DOCUMENT EXTRACT:
= = =
10:30 AM - 11:00 AM
A general heuristic for Home Health Care Routing Problem
Home Health Care Routing Problem (HHCRP) consists in designing routes followed by a team of care
workers to provide services needed by patients. This problem
is an extension of Vehicle Routing Problem with some additional constraints stemmed from the context
of home care.
Based on a recent literature review,
we first proposed a model as generic as possible for HHCRP.
Therefore, the model can take into account many constraints such as:
time windows, temporal dependencies, continuity of care,
qualification requirements, breaks.
To solve the problem, we developped a three phase heuristic algorithm using callbacks procedures that
allow to reconsider decisions taken during a previous phase.
The first phase determines the day in which each service will be provided,
while guaranteeing possible delays imposed between some services.
The second phase aims to assign care worker to services of each patient
maintaining continuity of care and balancing workload.
In the last phase, all routes of care workers is designed following the pervious decisions and
minimizing total routing cost while respecting temporal dependencies and
The proposed decomposition aims to reduce the complexity of the problem.
In order to improve resulting solution, callbacks procedures are developped
in order to reconsider the decisions taken before.
These callbacks procedures consist in moving services from a route to another,
from a day to another or prohibiting some decisions (e.g. care worker assignments) in order to explore new solution space.
Finally, computational results are presented to evaluate the efficiency of
the proposed heuristic. The results will be compared to optimal solution on small instances
and using CPLEX solver. Others tests will be performed in order to compare us
to results of benchmarks of the literature.
11:00 AM - 11:30 AM
Continuity of Care in Mid-Term Home Care Rostering for a German Home Care Provider
Continuity of care from the perspective of patients improves the quality of home care services evidentially. The nurse rostering decisions of a home care provider typically do not only include the assignment of shifts to nurses but also the assignment of nurses to patients requiring service within these shifts. Hence, it is an important goal of rostering in the context of home care to assign as few nurses as possible to each patient.
In this talk we present the monthly nurse rostering planning setup of our project partner, a leading German home care provider. The planning task is currently executed manually, even though it is extremely complex: Amongst others, legal and internal working time restrictions, availabilities of full and part time nurses, different required qualification levels and a broad set of different weekly visit frequencies (1 up to 21) have to be considered.
We elaborate a basic mathematical model (MIP) for the mid-term home care rostering problem (HCR) that meets all requirements of our project partner incorporating the assignment of nurses to weekly recurring tours (master tours). Based upon that basis we propose different extensions and reformulations: First, we evaluate the impact of different continuity measures and show on a real instance that continuity of care can be improved considerably compared to the manual solution. Second, we test different reformulations of the models, such as a network flow formulation, with regard to performance improvements. Finally, we show the effect of extending the models to incorporate continuity of care over a long-term horizon. All experiments are based on realistic instances derived from real planning data.
= = =
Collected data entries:

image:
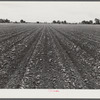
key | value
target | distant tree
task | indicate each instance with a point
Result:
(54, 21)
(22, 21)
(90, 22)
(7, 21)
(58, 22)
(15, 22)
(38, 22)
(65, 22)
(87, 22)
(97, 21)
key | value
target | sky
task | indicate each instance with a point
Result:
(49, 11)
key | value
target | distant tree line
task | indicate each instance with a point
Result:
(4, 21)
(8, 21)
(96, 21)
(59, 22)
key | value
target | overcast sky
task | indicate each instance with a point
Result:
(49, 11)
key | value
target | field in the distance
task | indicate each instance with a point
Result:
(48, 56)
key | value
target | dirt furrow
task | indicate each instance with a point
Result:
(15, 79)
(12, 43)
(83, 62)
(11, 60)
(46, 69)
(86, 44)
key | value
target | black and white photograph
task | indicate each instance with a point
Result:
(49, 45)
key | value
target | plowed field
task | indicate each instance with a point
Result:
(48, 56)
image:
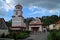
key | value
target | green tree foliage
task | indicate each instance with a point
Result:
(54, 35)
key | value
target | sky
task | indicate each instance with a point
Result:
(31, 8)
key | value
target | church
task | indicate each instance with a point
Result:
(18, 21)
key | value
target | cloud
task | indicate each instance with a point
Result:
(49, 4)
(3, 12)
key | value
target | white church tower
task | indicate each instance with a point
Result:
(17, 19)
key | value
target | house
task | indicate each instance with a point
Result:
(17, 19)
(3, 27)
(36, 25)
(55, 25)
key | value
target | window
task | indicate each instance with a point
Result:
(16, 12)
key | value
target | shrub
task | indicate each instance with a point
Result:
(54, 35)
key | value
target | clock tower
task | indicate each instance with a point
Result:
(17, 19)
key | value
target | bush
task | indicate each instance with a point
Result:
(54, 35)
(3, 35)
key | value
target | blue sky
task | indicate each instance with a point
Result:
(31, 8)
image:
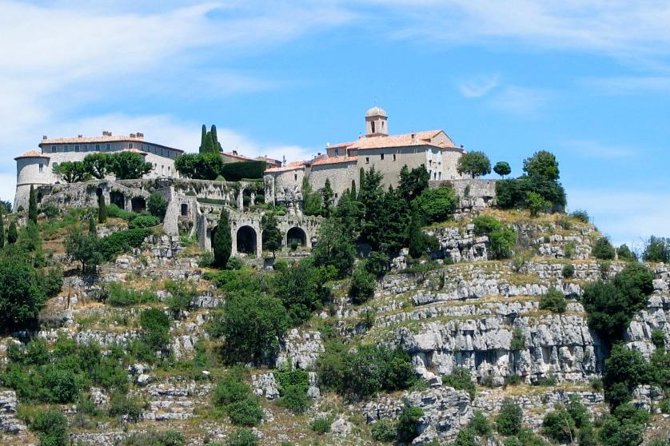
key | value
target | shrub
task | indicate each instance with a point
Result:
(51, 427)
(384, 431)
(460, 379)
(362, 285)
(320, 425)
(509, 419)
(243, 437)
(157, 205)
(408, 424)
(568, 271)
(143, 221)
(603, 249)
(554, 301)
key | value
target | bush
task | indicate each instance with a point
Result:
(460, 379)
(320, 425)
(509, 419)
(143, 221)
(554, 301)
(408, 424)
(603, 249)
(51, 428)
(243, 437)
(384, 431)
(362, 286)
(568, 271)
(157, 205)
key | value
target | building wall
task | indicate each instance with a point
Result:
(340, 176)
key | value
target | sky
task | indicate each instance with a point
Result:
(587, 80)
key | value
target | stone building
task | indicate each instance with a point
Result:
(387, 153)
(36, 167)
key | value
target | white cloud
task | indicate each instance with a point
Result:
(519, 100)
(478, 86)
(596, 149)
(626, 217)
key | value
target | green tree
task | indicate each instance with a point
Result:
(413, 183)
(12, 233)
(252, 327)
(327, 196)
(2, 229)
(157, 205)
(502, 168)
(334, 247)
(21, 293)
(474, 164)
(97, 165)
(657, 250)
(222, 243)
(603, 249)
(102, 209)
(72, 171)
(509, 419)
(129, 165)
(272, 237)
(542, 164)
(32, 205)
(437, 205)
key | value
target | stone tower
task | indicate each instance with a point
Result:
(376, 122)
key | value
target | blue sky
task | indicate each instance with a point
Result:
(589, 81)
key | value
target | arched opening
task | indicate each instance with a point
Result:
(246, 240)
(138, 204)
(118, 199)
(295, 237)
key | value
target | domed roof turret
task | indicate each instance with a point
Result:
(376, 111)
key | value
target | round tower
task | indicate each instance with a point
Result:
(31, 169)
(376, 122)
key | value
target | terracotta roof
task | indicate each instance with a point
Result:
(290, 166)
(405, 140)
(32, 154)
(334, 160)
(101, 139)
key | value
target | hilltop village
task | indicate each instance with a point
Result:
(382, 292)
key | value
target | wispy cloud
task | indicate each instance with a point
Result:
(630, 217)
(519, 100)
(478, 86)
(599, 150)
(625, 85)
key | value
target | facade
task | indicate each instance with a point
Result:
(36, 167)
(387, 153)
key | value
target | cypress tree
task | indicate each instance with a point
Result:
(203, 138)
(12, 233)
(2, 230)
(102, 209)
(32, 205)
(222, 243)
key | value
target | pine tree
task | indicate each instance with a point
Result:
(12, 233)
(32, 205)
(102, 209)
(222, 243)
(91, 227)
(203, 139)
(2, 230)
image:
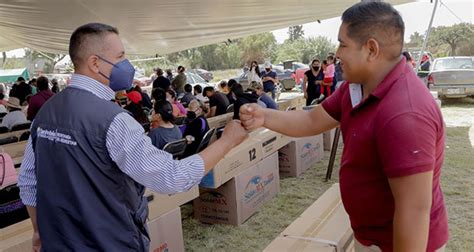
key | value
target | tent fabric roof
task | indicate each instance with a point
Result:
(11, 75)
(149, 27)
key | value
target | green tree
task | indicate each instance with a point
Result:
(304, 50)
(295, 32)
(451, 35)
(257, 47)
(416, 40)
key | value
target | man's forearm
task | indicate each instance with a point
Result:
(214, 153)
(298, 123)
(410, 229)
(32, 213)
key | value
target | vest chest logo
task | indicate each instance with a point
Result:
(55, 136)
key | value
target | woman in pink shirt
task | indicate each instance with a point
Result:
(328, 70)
= = =
WHAT IS NEEDED: From the home care scheduling abstracts, list every constraint that the generic HHCRP model is said to be able to take into account.

ANSWER SPACE:
- Time windows
- Temporal dependencies
- Continuity of care
- Qualification requirements
- Breaks